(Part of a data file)

◆ ◆ ◆ ◆

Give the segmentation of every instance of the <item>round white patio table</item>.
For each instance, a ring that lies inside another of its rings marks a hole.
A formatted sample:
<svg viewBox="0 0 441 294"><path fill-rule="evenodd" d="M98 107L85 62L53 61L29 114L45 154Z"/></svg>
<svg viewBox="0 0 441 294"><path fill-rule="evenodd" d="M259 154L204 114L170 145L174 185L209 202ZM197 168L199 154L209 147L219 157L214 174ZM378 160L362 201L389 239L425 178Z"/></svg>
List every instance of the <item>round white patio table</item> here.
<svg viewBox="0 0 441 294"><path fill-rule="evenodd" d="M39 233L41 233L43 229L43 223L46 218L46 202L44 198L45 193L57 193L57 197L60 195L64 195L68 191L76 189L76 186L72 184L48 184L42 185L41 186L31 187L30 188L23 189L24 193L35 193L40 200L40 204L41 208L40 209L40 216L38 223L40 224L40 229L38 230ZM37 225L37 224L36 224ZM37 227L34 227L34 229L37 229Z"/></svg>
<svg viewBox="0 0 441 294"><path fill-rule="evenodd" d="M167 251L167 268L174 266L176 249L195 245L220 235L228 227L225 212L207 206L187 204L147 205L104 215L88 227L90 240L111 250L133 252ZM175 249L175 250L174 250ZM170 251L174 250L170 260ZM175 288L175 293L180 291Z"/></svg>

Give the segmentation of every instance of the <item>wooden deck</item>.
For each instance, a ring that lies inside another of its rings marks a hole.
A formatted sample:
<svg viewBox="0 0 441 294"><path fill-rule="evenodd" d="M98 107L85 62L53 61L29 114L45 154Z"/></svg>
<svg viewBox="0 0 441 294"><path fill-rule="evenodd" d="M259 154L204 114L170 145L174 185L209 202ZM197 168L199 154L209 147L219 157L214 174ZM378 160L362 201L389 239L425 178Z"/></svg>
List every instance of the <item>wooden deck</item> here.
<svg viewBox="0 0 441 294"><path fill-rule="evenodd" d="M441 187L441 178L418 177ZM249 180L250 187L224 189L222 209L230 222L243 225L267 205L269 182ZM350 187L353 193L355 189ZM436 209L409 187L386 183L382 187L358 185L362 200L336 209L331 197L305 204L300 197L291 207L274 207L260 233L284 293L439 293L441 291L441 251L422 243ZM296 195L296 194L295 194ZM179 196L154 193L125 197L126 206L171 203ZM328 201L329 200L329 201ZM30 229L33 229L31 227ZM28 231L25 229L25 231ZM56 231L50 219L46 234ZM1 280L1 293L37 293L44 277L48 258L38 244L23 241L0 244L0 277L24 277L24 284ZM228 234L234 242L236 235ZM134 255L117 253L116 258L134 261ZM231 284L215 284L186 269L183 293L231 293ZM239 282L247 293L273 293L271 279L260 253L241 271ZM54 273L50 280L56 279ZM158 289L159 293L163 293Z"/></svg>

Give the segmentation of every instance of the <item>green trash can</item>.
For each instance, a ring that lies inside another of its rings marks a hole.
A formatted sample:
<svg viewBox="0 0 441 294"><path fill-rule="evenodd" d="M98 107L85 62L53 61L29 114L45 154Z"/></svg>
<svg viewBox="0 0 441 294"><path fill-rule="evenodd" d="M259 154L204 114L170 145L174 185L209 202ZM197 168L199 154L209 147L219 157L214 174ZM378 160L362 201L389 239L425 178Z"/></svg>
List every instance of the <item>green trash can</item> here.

◆ ◆ ◆ ◆

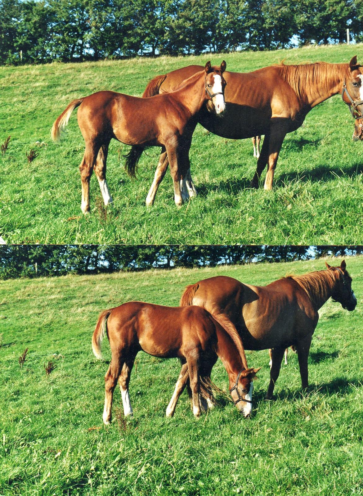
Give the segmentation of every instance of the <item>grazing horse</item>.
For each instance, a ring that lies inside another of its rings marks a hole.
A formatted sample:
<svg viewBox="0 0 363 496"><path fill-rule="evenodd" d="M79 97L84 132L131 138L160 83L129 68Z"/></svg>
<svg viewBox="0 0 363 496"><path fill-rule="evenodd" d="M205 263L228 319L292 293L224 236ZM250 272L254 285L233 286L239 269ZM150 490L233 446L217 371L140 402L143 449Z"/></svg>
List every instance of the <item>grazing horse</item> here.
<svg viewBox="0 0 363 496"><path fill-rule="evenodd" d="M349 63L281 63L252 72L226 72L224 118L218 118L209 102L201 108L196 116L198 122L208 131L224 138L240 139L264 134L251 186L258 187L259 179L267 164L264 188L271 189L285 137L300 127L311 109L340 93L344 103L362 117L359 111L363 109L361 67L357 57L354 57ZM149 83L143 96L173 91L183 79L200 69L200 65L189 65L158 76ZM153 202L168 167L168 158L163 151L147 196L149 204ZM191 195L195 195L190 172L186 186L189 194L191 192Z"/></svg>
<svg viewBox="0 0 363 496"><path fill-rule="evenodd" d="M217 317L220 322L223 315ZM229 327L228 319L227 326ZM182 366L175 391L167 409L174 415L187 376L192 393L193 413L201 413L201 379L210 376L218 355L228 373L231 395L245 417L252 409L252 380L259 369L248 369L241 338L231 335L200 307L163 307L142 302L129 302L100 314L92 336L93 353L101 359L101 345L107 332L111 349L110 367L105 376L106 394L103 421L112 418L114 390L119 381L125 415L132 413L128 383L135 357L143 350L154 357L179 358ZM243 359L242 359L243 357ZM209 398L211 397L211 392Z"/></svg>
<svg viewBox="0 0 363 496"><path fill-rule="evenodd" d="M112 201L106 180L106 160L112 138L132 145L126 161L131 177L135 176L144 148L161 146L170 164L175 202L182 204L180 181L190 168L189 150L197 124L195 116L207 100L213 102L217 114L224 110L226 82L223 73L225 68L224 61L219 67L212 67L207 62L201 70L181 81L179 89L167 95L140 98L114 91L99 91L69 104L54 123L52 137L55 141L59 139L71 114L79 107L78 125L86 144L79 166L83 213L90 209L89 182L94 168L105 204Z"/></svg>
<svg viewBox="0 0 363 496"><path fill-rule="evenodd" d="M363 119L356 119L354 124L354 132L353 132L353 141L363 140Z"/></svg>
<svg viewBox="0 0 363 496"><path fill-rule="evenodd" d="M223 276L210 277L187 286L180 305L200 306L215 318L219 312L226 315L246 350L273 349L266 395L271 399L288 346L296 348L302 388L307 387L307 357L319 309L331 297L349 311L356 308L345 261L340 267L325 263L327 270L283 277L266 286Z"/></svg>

◆ ◆ ◆ ◆

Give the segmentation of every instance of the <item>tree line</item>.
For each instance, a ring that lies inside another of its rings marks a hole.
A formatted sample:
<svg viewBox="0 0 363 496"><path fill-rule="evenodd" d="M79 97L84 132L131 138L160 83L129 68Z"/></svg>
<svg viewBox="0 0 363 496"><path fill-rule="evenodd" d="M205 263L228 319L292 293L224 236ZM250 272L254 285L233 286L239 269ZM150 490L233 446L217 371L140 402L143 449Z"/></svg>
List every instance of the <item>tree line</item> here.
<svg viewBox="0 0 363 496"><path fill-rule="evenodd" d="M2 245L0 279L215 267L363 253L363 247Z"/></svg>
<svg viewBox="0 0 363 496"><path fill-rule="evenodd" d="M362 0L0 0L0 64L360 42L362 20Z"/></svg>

◆ ◆ ◆ ◆

Task requirements: Update the rows from the line containing "Give the segmentation of every instance of the <item>wooden" through the line containing "List every instance of the <item>wooden", changing "wooden deck" to "wooden porch" and leaving everything else as it is. Give back only those lines.

Output for this exercise:
Give the segmentation of every instance of the <item>wooden porch</item>.
For each instance, a ring that lies inside another of its rings marks a hole.
A formatted sample:
<svg viewBox="0 0 441 294"><path fill-rule="evenodd" d="M98 107L85 62L53 61L29 114L45 154Z"/></svg>
<svg viewBox="0 0 441 294"><path fill-rule="evenodd" d="M259 154L204 114L170 145L174 185L209 202ZM197 168L199 154L209 147L219 157L214 174ZM378 160L362 201L389 239L425 178Z"/></svg>
List every instance of the <item>wooden porch</item> here.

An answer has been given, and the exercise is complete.